» **Source document**
- - - -

One notable EU initiative is the Far North Fiber project, which aims to connect Europe and Japan via the Arctic, bypassing critical chokepoints in the South China and Red Seas. By avoiding these vulnerable areas, the project aims to reduce communications delays by 20% and improve security (8). This project represents a significant EU effort to add redundancy to key routes between Europe and Asia.
One notable EU initiative is the Far North Fiber project, which aims to connect Europe and Japan via the Arctic.
Yet, to play a more comprehensive role in the Indo-Pacific, the EU must go further. Europe’s experience in responding to the Nord Stream sabotage and its broader efforts to protect critical infrastructure against Russian aggression could prove invaluable in helping Indo-Pacific countries build resilience against potential cable sabotage in high-risk areas like the Taiwan Strait or the South China Sea. Specific recommendations for furthering the EU’s Indo-Pacific engagement include:
Enhancing public-private partnerships: The EU should actively engage with Indo-Pacific governments to foster public-private partnerships that enhance cable protection and resilience. Europe’s experience in this area, particularly through NATO’s mechanisms for safeguarding critical infrastructure, could serve as a blueprint for the Indo-Pacific. Encouraging joint exercises between governments, private operators and military forces would improve preparedness for potential cable disruptions.
Collaborating with the Quad: Engaging with the Quad could allow the EU to pool resources with key regional partners and take advantage of their on-the-ground capabilities. The EU’s technical expertise in infrastructure resilience and cybersecurity could complement the Quad’s efforts, allowing for a more coordinated response to security threats in the region.
Developing legal and regulatory frameworks: The EU can assist Indo-Pacific nations in developing stronger legal frameworks for cable protection, modelled after European initiatives. Clearer governance and enforcement mechanisms, especially in areas like the South China Sea where jurisdictional disputes can complicate security efforts, would be beneficial.
Investing in seabed monitoring technologies: Given the EU’s advanced technological capabilities, Europe could lead efforts to improve seabed surveillance in the Indo-Pacific. Investments in cutting-edge monitoring systems would help detect and prevent cable damage more quickly, and sharing this technology with partners could strengthen regional resilience.
Coordinating strategic infrastructure investments: The EU should work closely with like-minded partners to coordinate submarine cable investments, ensuring that resources are directed to areas with the greatest need. Avoiding duplication and maximising impact will be key, particularly as regional actors look to diversify cable routes and build redundancy. All in all, despite the critical importance of secure and reliable submarine networks in the Indo-Pacific region for its connectivity with Asia, the EU’s role so far has been limited due to its focus on traditional land infrastructure development. However, its history, experiences and capabilities in addressing undersea critical infrastructure challenges means that the EU is uniquely positioned to suppport the region’s secure, reliable and sustainable digital connectivity agenda as well as strengthen its engagement with the Indo-Pacific.

- - - -

» **Aim of the exercise**
Summarize the passage on EU submarine cable policy in the Indo-Pacific in three sentences.

Entries from a point annotation set
- - - -

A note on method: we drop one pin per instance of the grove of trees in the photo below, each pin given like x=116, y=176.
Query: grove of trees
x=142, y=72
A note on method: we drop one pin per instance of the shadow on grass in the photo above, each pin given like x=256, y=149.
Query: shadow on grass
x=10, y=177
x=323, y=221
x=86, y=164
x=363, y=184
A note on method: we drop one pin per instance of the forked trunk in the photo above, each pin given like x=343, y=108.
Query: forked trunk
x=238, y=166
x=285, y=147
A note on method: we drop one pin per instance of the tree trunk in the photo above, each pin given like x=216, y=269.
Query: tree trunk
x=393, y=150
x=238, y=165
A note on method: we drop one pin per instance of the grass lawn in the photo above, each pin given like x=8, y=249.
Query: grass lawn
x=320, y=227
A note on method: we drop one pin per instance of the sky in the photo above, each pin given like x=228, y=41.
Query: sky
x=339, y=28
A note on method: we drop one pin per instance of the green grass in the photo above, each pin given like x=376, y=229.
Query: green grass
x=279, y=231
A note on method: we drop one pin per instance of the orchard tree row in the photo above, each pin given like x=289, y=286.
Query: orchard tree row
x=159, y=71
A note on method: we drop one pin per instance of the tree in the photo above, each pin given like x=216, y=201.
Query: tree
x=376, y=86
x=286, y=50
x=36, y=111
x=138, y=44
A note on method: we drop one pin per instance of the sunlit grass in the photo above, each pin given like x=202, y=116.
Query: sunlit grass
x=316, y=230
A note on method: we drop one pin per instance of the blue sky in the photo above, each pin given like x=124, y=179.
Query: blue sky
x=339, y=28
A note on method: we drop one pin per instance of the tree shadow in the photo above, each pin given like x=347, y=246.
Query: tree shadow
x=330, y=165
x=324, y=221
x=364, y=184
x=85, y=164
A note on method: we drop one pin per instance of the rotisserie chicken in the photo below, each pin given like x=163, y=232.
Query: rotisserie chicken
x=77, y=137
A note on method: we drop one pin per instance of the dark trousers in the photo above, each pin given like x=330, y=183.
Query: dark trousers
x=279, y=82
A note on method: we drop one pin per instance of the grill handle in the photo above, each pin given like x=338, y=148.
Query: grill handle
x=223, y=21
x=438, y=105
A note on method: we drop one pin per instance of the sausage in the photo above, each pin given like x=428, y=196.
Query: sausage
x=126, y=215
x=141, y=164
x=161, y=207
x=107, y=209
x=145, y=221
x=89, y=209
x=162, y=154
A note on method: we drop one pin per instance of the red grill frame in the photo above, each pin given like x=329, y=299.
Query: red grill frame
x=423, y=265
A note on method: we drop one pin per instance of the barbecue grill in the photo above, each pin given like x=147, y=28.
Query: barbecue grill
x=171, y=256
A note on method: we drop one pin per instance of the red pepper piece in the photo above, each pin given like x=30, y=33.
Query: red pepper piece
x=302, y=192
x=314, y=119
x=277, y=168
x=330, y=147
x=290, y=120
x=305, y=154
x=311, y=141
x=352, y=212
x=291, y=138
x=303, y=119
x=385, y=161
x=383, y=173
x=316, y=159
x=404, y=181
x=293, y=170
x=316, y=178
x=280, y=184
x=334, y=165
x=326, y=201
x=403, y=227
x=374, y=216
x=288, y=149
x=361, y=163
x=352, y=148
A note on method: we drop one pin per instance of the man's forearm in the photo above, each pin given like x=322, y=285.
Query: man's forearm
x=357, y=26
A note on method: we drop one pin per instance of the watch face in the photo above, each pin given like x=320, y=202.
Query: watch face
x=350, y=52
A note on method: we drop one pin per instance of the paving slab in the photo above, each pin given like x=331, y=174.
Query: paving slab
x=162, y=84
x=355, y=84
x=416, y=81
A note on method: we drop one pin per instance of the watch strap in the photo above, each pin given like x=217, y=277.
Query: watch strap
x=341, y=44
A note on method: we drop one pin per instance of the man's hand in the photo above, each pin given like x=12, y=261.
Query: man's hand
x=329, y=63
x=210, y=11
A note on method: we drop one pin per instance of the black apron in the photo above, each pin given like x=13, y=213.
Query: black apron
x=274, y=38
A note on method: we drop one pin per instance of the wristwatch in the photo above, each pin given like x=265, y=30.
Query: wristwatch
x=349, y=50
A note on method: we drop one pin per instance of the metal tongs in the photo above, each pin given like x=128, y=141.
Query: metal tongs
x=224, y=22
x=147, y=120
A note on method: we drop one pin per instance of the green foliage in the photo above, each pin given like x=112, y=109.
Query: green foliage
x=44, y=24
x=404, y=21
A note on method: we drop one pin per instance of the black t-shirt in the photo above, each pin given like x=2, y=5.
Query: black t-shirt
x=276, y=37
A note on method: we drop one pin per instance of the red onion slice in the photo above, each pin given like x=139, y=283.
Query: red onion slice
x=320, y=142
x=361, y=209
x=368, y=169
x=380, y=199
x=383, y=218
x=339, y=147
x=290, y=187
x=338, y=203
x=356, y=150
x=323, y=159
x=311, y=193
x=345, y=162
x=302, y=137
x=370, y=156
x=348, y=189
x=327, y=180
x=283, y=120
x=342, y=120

- - - -

» **Exercise answer**
The EU's Far North Fiber project aims to connect Europe and Japan via the Arctic, bypassing chokepoints in the South China and Red Seas, but the EU must go further to play a more comprehensive role in the Indo-Pacific. Its recommended steps are enhancing public-private partnerships, collaborating with the Quad, developing legal and regulatory frameworks, investing in seabed monitoring technologies, and coordinating strategic infrastructure investments. Although its focus on traditional land infrastructure has so far limited the EU's role, its history, experiences and capabilities leave it uniquely positioned to support the region's secure, reliable and sustainable digital connectivity agenda.